• [PASSAGE PROVIDED]:

################

Behold, therefore, a playlist that begins and ends in a thoroughly seasonal fashion. To open, we have Allegri’s Miserere mei (Have mercy upon me, o God) with its famous soaring soprano high Cs, composed around 1638 to be sung in the Vatican’s Sistine Chapel on Maundy Thursday, Good Friday and Holy Saturday. Amid an abundance of recorded options, the one I still reach for first – for its warmth, clarity and easy tempi – is the Choir of New College Oxford and Edward Higginbottom on their 1996 Agnus Dei album for Erato. Available to listen here.

We conclude with the aforementioned Poulenc motets, which appear on Stephen Layton and The Choir of Trinity College Cambridge’s new recording of Duruflé’s Requiem – a release which feels like a new benchmark for the Duruflé, in terms of both performance and capturing. Between those you’ll find a ravishing second duo album from violinist Svetlin Roussev and Yeol Eum Sol, partners in life as well as music, preceded by a fascinating programme crossing eras and continents from cellist-composer Giovanni Sollima, which sets Vivaldi in the context of his native Venice’s historical relationship with the eastern Mediterranean and Asia. Enjoy!

################

• [DATA ENTRIES]:
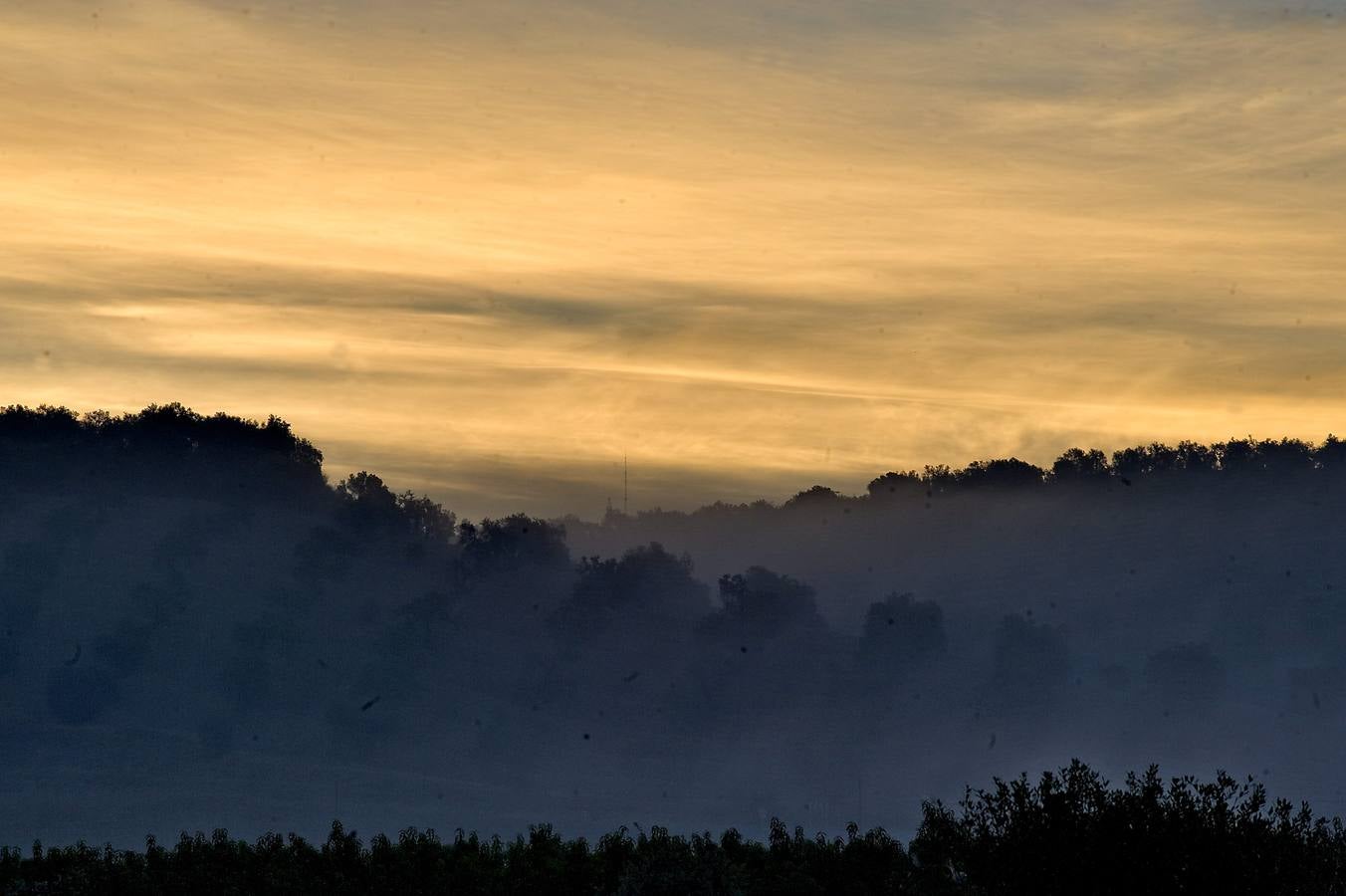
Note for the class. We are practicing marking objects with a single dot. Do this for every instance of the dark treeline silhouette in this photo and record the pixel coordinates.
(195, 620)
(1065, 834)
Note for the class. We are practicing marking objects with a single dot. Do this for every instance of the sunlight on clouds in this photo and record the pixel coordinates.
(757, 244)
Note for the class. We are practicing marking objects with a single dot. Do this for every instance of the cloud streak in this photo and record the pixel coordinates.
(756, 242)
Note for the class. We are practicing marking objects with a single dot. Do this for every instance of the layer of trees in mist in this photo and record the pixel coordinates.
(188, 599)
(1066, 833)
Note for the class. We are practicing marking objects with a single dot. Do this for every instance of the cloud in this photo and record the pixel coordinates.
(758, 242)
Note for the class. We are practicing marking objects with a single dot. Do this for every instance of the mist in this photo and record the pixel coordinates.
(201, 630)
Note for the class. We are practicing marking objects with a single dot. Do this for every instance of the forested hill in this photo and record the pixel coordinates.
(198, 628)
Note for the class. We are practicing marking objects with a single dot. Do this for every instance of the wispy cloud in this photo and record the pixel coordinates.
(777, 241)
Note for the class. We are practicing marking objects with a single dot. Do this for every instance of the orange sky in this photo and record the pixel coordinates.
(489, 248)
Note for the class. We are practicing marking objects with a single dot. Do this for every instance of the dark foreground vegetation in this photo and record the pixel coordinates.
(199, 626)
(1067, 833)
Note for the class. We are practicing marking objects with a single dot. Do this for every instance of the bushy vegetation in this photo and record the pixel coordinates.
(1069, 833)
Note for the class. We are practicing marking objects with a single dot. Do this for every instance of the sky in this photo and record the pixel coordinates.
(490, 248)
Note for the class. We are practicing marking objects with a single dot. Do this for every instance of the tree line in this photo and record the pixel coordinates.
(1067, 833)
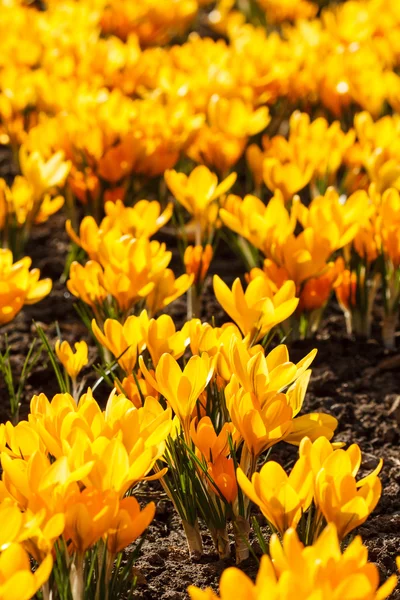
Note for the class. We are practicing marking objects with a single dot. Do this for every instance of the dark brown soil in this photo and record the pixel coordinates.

################

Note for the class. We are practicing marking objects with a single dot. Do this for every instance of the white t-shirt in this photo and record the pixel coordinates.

################

• [SET OF TASKS]:
a – Copy the playlist passage word for word from "Behold, therefore, a" to "to listen here.".
b – Pick up the playlist passage after its final sentence and keep writing it.

• [ANSWERS BELOW]:
a –
Behold, therefore, a playlist that begins and ends in a thoroughly seasonal fashion. To open, we have Allegri’s Miserere mei (Have mercy upon me, o God) with its famous soaring soprano high Cs, composed around 1638 to be sung in the Vatican’s Sistine Chapel on Maundy Thursday, Good Friday and Holy Saturday. Amid an abundance of recorded options, the one I still reach for first – for its warmth, clarity and easy tempi – is the Choir of New College Oxford and Edward Higginbottom on their 1996 Agnus Dei album for Erato. Available to listen here.

b –
Al-Bunduqiyya

The Lost Concerto, Giovanni Sollima, Il Pomo D’oro, Federico Guglielmo

Erato

This collaboration between charismatic cellist-composer Giovanni Sollima and always-fizzing period ensemble Il Pomo d’Oro sets Vivaldi, born in Venice in 1678, in the context of his native city’s historical relationship with the eastern Mediterranean and Asia (Al-Bunduqiyya being the Arabic name for Venice). The result is a colourful rollercoaster ride across cultures and eras over which eastern, folky inflections and dance rhythms are showcased as the perfect partners to Vivaldi’s own punchy syncopations, and even to baroque performance style.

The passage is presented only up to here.